▶ **Written problem**:
Answer these questions using the comment thread below:
(a) How many secrets are left to post from Secret Submission Post #693?
(b) In which decade did the writer of the 02:03 am comment grow up?
(c) According to the 01:23 am comment, what did being with female fans who did slash pairings help the writer become?

▶ **Document excerpt**:
## BEGIN

Secrets Left to Post: 01 pages, 17 secrets from Secret Submission Post #693.
Secrets Not Posted: [ 0 - broken links ], [ 0 - not!secrets ], [ 0 - not!fandom ], [ 0 - too big ], [ 0 - repeat ].
Current Secret Submissions Post: here.
Suggestions, comments, and concerns should go here.

(Anonymous) 2020-04-09 01:23 am (UTC)(link)
Oddly enough... I think being with female fans that did slash pairings helped me become accepting of homosexuality back when I was a very early teen.

In hindsight it is weird as fuck since slash can also be objectification of homosexuality, but I think learning to see and accept homosexual relationships as they happen made me more tolerant in turn for life. Which, at the very least, as odd as it is, I am grateful for.

(Anonymous) 2020-04-09 02:03 am (UTC)(link)
I get this.

The problem is, growing up in the 90s, every love story that was shown as good/positive/desirable was a het love story. The media treated het romance as aspirational; it definitely did not treat gay romance as aspirational. And I did internalize that, to some degree, and it did have at least some effect on how I perceived real life gay relationships. I didn't think being gay was wrong, and I spoke out against school friends I had who did think being gay was wrong - but I couldn't conceive of gay romance as something aspirational, something swoon-worthy the way het romances were sometimes swoon-worthy. (Living in a smallish town, I'd never known any "out" gay couples in real life, so the media was basically all I had to go on.)

Slash ships are what erased that (shitty, homophobic) sense of otherness that society and the media had instilled in me about gay relationships. Slash depicted gay relationships as sexy, beautiful, and aspirational, in a similar way to how the media was constantly depicting het relationships - which was honestly something I needed in my early to mid teens, in order to break down my unconscious prejudices.

## END

▶ **Listed entries**:

## BEGIN

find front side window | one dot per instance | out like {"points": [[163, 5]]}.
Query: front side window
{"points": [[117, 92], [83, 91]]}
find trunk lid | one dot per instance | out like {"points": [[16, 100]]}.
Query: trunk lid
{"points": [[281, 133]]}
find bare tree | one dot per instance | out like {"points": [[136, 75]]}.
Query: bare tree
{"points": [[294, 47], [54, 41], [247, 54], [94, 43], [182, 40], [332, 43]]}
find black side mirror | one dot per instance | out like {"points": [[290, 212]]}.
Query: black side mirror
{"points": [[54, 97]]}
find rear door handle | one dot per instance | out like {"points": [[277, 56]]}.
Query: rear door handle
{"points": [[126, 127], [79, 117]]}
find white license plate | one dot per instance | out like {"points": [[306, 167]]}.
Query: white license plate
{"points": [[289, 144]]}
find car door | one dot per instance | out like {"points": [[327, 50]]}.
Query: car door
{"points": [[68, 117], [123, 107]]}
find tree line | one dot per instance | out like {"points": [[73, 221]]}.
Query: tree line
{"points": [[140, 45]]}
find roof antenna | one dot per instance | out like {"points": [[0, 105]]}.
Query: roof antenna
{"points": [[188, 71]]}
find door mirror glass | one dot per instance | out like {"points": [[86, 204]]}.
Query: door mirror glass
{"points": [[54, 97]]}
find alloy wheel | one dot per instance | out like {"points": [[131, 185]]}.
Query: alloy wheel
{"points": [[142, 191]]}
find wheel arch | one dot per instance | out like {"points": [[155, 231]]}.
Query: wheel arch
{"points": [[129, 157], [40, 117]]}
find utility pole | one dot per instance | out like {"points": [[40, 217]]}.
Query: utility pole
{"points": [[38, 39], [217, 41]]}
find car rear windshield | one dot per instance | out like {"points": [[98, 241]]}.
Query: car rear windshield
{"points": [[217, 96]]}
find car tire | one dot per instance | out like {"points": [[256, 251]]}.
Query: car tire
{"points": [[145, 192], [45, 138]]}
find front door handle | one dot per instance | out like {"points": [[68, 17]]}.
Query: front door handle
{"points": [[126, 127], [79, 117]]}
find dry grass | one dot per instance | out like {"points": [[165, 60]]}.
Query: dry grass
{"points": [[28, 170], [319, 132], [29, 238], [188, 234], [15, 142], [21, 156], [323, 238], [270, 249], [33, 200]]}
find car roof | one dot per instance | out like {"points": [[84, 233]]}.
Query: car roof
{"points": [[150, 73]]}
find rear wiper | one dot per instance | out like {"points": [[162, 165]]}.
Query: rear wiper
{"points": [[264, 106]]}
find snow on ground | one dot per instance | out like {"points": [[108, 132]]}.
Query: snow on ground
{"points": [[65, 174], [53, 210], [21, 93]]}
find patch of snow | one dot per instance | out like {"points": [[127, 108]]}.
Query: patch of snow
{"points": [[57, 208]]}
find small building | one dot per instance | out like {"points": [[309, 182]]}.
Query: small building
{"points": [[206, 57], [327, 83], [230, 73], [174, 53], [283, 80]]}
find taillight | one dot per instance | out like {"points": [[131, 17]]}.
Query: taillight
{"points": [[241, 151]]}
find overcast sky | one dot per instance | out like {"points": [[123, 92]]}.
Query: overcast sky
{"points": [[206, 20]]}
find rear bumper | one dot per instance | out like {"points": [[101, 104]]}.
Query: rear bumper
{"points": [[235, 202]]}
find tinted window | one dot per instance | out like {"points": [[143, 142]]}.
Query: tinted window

## END

▶ **Correct output**:
(a) 17 secrets, on 01 pages.
(b) The 90s.
(c) Accepting of homosexuality.